Reproduce the following lines word for word, leaving the pictures out of your answer.

Some lines
────────────────────────────────────────

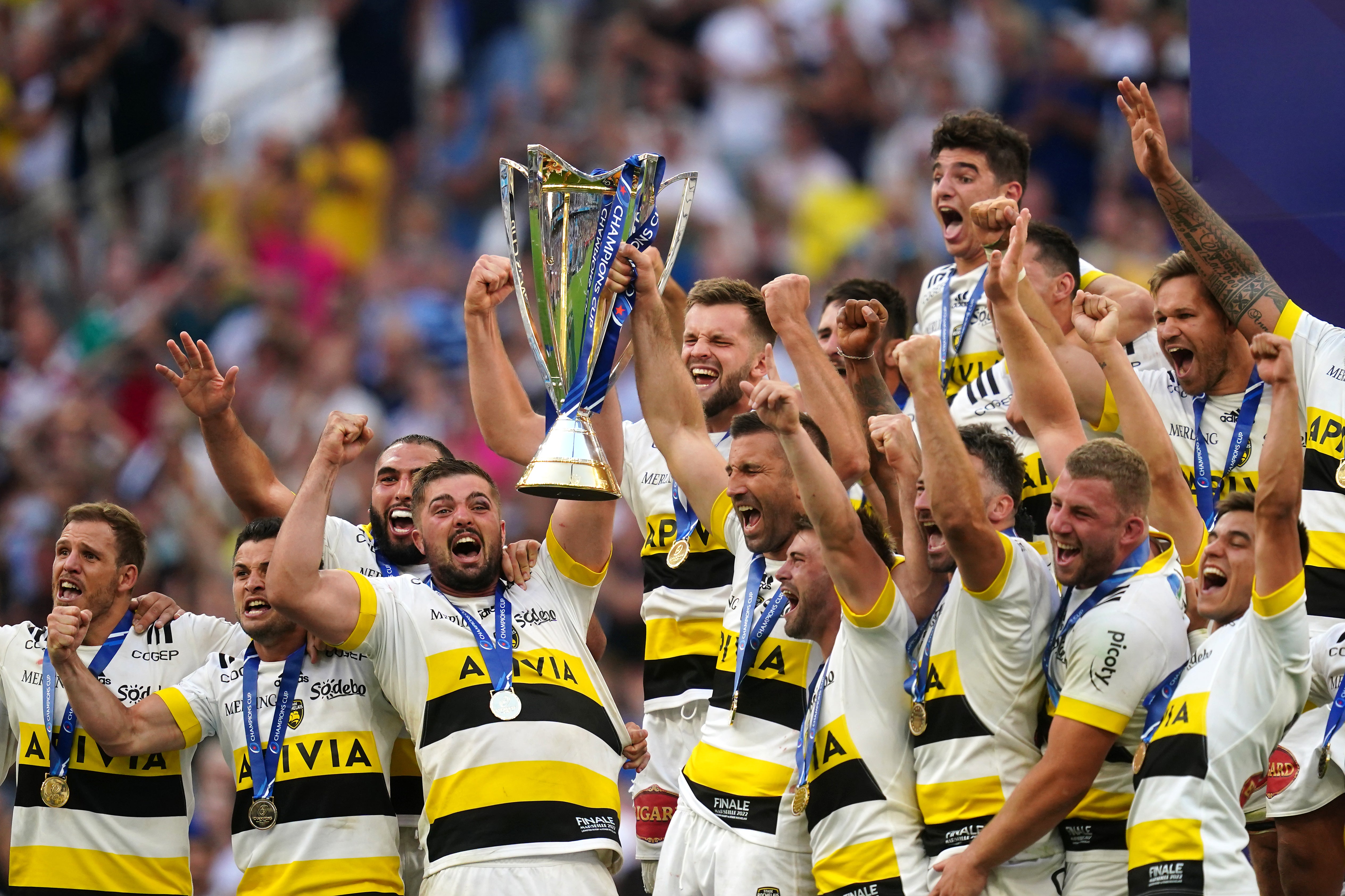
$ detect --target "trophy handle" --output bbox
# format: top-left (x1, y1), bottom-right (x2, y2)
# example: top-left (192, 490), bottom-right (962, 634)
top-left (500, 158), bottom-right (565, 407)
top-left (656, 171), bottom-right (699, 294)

────────────────────────────────────────

● The solution:
$ detect --target "trophy handle" --output bbox
# format: top-left (x1, y1), bottom-right (x2, y2)
# example: top-left (192, 490), bottom-right (962, 634)
top-left (500, 158), bottom-right (565, 407)
top-left (656, 171), bottom-right (699, 294)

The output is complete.